>> BEGIN

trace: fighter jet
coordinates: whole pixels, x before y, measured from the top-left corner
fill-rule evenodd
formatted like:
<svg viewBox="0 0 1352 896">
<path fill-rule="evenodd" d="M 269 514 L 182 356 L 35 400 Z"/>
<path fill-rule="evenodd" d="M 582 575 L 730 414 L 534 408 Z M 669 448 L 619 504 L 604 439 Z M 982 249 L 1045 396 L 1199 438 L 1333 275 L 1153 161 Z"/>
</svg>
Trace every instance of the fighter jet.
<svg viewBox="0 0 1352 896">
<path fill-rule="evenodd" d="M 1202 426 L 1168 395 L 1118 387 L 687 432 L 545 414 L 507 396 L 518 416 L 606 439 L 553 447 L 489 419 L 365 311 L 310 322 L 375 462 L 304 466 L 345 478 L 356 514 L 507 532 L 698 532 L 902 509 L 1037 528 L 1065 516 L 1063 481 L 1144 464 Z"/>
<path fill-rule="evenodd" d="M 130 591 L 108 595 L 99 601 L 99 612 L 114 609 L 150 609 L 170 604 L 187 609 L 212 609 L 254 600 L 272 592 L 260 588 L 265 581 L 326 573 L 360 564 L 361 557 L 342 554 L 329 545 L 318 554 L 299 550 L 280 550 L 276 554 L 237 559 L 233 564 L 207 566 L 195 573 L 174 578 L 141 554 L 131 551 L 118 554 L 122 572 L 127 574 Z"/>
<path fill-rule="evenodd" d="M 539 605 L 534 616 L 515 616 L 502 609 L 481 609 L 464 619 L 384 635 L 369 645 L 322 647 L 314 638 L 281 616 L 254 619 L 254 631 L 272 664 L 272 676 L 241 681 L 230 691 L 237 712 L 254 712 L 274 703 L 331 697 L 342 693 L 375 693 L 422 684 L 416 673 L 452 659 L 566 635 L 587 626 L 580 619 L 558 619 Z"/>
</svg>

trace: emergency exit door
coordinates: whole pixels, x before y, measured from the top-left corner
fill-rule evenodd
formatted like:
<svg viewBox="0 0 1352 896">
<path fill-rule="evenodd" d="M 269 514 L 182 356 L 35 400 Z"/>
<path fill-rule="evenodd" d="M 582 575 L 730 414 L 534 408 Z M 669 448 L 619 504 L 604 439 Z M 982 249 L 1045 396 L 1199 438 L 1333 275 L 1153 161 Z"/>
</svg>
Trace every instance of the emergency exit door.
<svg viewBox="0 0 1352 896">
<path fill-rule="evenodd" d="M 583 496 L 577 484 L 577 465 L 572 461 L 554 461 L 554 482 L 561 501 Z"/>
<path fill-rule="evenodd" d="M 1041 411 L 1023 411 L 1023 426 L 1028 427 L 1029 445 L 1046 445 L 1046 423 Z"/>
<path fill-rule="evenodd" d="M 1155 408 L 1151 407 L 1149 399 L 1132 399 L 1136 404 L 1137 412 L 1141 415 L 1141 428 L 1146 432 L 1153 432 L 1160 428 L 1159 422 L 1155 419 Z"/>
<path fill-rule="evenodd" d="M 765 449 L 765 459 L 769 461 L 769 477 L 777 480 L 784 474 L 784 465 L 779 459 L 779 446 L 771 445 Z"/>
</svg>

>> END

* WHAT YOU ARE ASKED TO DO
Reproduce both items above line for line, with no changes.

* SOLUTION FOR THIS EXERCISE
trace: fighter jet
coordinates: whole pixels, x before y, measured from the top-left corner
fill-rule evenodd
formatted like:
<svg viewBox="0 0 1352 896">
<path fill-rule="evenodd" d="M 269 514 L 182 356 L 35 400 Z"/>
<path fill-rule="evenodd" d="M 582 575 L 730 414 L 534 408 Z M 669 448 L 619 504 L 604 439 Z M 982 249 L 1045 396 L 1199 438 L 1333 275 L 1153 161 Z"/>
</svg>
Trace every instance of the fighter jet.
<svg viewBox="0 0 1352 896">
<path fill-rule="evenodd" d="M 1202 426 L 1168 395 L 1118 387 L 687 432 L 545 414 L 507 396 L 518 416 L 606 439 L 553 447 L 489 419 L 365 311 L 310 322 L 375 462 L 304 466 L 345 478 L 356 514 L 507 532 L 698 532 L 902 509 L 1037 528 L 1065 516 L 1063 481 L 1144 464 Z"/>
<path fill-rule="evenodd" d="M 130 591 L 108 595 L 99 601 L 99 612 L 114 609 L 150 609 L 170 604 L 187 609 L 212 609 L 254 600 L 272 592 L 260 588 L 265 581 L 326 573 L 360 564 L 361 557 L 342 554 L 329 545 L 318 554 L 299 550 L 280 550 L 276 554 L 237 559 L 233 564 L 207 566 L 195 573 L 174 578 L 141 554 L 131 551 L 118 554 L 122 572 L 127 574 Z"/>
<path fill-rule="evenodd" d="M 539 605 L 534 616 L 515 616 L 502 609 L 481 609 L 464 619 L 384 635 L 369 645 L 322 647 L 314 638 L 281 616 L 254 619 L 254 631 L 272 664 L 272 676 L 241 681 L 230 691 L 237 712 L 254 712 L 274 703 L 331 697 L 342 693 L 375 693 L 422 684 L 416 673 L 452 659 L 566 635 L 587 626 L 580 619 L 558 619 Z"/>
</svg>

trace: emergency exit door
coordinates: whole pixels, x before y, measured from the top-left corner
fill-rule evenodd
formatted like:
<svg viewBox="0 0 1352 896">
<path fill-rule="evenodd" d="M 269 514 L 182 356 L 35 400 Z"/>
<path fill-rule="evenodd" d="M 582 575 L 730 414 L 534 408 Z M 669 448 L 619 504 L 604 439 Z M 982 249 L 1045 396 L 1199 438 L 1333 275 L 1153 161 Z"/>
</svg>
Trace every instance of the emergency exit door.
<svg viewBox="0 0 1352 896">
<path fill-rule="evenodd" d="M 583 496 L 577 484 L 577 465 L 572 461 L 554 461 L 554 482 L 561 501 Z"/>
<path fill-rule="evenodd" d="M 1041 411 L 1023 411 L 1023 426 L 1028 427 L 1029 445 L 1046 445 L 1046 423 Z"/>
<path fill-rule="evenodd" d="M 1155 408 L 1151 407 L 1149 399 L 1132 399 L 1136 404 L 1137 412 L 1141 415 L 1141 428 L 1146 432 L 1153 432 L 1160 428 L 1159 422 L 1155 419 Z"/>
<path fill-rule="evenodd" d="M 765 449 L 765 459 L 769 461 L 769 477 L 777 480 L 784 474 L 784 465 L 779 459 L 779 446 L 771 445 Z"/>
</svg>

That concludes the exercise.